To be done:
Write out, word for word, the lines of the listing below from the line holding "instance of the hat" through the end of the listing, inclusive.

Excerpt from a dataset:
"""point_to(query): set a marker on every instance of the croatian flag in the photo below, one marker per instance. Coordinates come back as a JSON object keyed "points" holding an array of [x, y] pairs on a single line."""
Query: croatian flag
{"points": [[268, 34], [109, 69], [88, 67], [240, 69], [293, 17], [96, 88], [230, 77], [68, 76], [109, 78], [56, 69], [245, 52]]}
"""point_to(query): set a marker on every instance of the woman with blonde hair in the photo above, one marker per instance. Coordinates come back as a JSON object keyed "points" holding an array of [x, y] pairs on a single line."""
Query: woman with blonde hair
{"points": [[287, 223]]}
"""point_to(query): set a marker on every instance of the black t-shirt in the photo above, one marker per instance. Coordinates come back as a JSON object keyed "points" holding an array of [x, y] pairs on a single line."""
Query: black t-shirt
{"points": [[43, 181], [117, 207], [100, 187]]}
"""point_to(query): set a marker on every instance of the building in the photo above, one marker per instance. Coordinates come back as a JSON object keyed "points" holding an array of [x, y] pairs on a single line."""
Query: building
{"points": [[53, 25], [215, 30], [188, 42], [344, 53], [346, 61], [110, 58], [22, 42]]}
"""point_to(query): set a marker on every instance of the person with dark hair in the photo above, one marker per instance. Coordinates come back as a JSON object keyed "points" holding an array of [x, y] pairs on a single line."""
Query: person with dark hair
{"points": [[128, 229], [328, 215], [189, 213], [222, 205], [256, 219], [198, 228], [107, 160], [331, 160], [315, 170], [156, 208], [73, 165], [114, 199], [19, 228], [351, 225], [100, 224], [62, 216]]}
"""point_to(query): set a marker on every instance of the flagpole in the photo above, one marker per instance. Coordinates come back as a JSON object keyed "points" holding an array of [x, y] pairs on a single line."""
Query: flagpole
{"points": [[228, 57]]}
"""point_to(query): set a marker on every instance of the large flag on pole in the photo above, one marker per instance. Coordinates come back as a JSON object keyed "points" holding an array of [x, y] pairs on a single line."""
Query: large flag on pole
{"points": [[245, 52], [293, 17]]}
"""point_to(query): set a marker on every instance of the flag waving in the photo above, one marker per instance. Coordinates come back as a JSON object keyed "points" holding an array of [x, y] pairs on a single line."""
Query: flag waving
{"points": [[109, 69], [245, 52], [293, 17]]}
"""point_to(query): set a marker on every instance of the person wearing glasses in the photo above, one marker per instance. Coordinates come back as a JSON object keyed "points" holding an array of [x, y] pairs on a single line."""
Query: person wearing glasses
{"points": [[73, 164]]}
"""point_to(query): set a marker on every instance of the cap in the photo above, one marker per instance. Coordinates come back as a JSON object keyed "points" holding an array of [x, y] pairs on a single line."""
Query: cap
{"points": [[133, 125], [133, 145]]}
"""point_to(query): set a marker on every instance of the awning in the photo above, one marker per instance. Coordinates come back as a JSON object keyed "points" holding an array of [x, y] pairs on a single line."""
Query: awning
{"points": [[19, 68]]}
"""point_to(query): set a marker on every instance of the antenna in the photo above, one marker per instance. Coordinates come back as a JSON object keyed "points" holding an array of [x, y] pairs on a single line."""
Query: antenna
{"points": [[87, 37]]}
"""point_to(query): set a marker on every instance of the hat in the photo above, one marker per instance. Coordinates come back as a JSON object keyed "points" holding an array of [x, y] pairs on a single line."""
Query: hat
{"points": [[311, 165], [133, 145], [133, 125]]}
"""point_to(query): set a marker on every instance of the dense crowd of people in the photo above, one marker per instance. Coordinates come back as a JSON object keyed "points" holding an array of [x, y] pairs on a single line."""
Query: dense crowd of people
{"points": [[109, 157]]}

Task result:
"""point_to(query): set a marker on every instance of the hat in the photo above, one marker per instance. Coordinates come back as a JSON object keyed "points" holding an array of [x, y] pairs on a single line."""
Query: hat
{"points": [[311, 165], [133, 145], [133, 125]]}
"""point_to(query): set a marker on every instance of the dense crowd of people in the photo above, one marker per instance. Coordinates come back as a JSON object keyed "points" holding an array of [x, y] pairs on a single line."""
Query: dense crowd of people
{"points": [[109, 157]]}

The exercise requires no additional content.